- _What is needed_:
Under this line are the records; write out word for word the part that begins at the line containing "of the purple" and ends at the line containing "of the flower", and no more.

- _Material for the task_:
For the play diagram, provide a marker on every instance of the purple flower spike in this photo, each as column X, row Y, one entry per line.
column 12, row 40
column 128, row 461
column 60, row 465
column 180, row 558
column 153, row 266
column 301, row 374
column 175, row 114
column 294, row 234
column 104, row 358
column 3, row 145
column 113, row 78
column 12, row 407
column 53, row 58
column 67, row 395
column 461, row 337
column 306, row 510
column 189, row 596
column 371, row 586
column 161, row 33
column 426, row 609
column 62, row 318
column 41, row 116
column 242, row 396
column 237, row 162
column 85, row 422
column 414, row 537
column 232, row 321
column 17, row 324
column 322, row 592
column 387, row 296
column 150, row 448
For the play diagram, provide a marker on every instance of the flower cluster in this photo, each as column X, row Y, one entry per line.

--

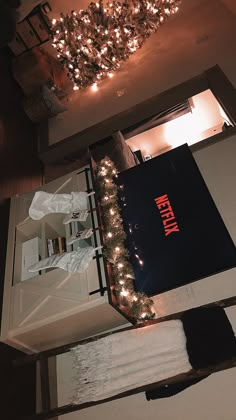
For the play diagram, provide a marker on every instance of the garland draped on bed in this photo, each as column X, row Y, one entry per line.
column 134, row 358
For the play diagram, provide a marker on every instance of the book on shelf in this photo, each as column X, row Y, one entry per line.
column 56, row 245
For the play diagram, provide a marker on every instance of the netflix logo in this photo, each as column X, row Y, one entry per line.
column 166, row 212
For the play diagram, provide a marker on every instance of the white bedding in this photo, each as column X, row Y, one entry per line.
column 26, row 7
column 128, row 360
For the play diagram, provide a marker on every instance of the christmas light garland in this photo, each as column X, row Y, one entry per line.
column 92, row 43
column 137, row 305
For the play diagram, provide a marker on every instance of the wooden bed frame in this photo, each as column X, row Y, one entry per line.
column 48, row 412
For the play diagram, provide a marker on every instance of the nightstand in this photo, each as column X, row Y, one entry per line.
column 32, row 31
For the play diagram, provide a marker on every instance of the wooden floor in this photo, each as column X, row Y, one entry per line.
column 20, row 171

- _Result of the task_:
For the play diagram, provide a marker on every instance of the purple flower spike in this photo, each as column X, row Y, one entry per line.
column 12, row 40
column 128, row 461
column 60, row 465
column 180, row 558
column 153, row 266
column 301, row 374
column 175, row 114
column 294, row 234
column 104, row 358
column 3, row 145
column 113, row 78
column 12, row 407
column 53, row 58
column 67, row 395
column 461, row 337
column 306, row 510
column 189, row 596
column 371, row 586
column 161, row 33
column 426, row 609
column 62, row 318
column 41, row 116
column 242, row 396
column 237, row 162
column 85, row 422
column 414, row 537
column 232, row 321
column 17, row 324
column 322, row 592
column 387, row 296
column 150, row 448
For the play diagram, provide a marker on every instance of the flower cluster in this photo, each as column X, row Y, one entry per line.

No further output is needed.